Page extract
== == ==

According to the survey, Americans were the least likely to have a positive opinion of the national government’s pandemic response. Only 33% of US adults said President Trump has done a “good” or “very good” job of handling the coronavirus pandemic. In other countries, between 49% and 95% of respondents approved of how their president or prime minister has dealt with the crisis.
“As our country struggles with the surging number of cases and the economic havoc that the pandemic is wreaking, people in other countries are living a different, better, reality. Americans should realize that our country can do better, too. We can start by ensuring everyone can get and afford the healthcare they need, and by implementing public health measures, like mask-wearing, social distancing, and robust testing and tracing that can help us stop Covid-19 as so many other have effectively accomplished,” writes David Blumenthal, Commonwealth Fund president.
People in all the countries surveyed appreciated healthcare workers’ response to the pandemic, with 78% to 96% saying that hospitals, nurses, and doctors had done a good or very good job. “The share of people reporting this was significantly lower in Sweden (78%) than elsewhere. Rates were also relatively lower in the US (83%) and Canada (85%). The highest rates were in France and Germany, at 95% and 96%, respectively,” state the findings.
Across the globe, businesses have been forced to shut their doors to limit the spread of the virus, resulting in job losses and economic stagnation that have put hundreds of millions of people at financial risk. While approximately one-quarter of adults in Australia, Canada, and the US reported they had lost a job or source of income, the authors found that just 7% to 8% said the same in France, Germany, and the Netherlands. US adults were significantly more likely than adults in France, Germany, Netherlands, New Zealand, Sweden, and the UK to report losing a job or source of income.
Americans were the most likely among survey respondents to report negative economic consequences stemming from Covid-19. More than 30% of US adults reported they have been faced with negative economic effects from the coronavirus pandemic, a significantly higher percentage than in any of the other countries. These effects include being unable to pay for basic necessities like food, heat, or rent, using up most personal savings, or borrowing money or taking out a loan. Rates were also high in Canada (24%) and Australia (21%). However, just 6% to 7% of German and Dutch respondents reported these financial hardships.

== == ==

Available data
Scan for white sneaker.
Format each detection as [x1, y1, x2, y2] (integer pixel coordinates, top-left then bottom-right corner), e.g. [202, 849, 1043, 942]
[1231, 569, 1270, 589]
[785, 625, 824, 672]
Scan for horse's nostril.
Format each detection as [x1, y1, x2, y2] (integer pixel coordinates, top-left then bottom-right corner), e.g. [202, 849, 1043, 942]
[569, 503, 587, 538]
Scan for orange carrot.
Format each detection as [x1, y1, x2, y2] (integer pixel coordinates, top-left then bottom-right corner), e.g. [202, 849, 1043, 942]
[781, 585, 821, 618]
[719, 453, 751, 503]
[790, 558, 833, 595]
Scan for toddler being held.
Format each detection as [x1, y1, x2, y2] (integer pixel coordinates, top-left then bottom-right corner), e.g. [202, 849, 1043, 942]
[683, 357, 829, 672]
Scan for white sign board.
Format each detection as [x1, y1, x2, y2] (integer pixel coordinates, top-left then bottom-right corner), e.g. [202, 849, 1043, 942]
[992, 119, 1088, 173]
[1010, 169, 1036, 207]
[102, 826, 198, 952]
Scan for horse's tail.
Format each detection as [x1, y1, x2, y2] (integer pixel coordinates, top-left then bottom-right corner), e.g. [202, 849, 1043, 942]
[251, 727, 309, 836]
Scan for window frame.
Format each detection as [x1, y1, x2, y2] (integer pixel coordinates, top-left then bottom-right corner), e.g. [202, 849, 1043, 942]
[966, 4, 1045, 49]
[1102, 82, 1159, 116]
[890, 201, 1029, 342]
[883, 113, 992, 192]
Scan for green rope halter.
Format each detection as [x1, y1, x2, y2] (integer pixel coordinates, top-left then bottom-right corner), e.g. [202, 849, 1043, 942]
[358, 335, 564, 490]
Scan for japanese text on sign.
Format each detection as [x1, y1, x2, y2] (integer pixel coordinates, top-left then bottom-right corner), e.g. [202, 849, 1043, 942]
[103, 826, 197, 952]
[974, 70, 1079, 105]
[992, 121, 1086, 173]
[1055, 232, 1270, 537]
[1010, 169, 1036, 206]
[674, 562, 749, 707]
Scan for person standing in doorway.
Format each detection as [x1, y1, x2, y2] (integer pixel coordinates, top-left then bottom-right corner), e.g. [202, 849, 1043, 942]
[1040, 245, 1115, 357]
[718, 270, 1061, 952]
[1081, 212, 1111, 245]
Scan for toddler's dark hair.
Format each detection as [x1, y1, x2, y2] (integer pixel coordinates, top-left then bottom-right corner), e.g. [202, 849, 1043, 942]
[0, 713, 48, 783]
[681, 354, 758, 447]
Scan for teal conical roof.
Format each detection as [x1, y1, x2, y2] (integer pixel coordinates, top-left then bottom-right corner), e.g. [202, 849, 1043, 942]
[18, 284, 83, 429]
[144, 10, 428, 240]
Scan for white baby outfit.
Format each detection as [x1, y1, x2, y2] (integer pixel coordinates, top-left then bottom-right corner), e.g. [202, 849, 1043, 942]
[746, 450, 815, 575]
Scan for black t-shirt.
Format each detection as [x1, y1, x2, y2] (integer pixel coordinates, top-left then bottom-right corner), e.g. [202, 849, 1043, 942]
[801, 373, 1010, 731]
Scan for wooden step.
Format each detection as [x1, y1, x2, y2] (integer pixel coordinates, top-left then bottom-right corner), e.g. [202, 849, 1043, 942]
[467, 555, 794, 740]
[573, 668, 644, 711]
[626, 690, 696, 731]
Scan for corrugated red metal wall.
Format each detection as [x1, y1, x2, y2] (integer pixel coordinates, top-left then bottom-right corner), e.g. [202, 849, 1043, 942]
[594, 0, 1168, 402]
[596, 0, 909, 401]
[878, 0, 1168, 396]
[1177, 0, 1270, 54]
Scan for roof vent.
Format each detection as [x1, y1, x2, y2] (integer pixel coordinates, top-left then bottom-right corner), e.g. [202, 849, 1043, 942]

== == ==

What is expected
Please answer these questions using the pandemic survey text.
1. What percentage of US adults said President Trump has done a "good" or "very good" job of handling the coronavirus pandemic?
2. Which country had the highest share of people saying hospitals, nurses, and doctors had done a good or very good job, and what was that share?
3. What percentage of German and Dutch respondents reported negative economic effects from the pandemic?

Result for this exercise
1. 33%
2. Germany, at 96%
3. 6% to 7%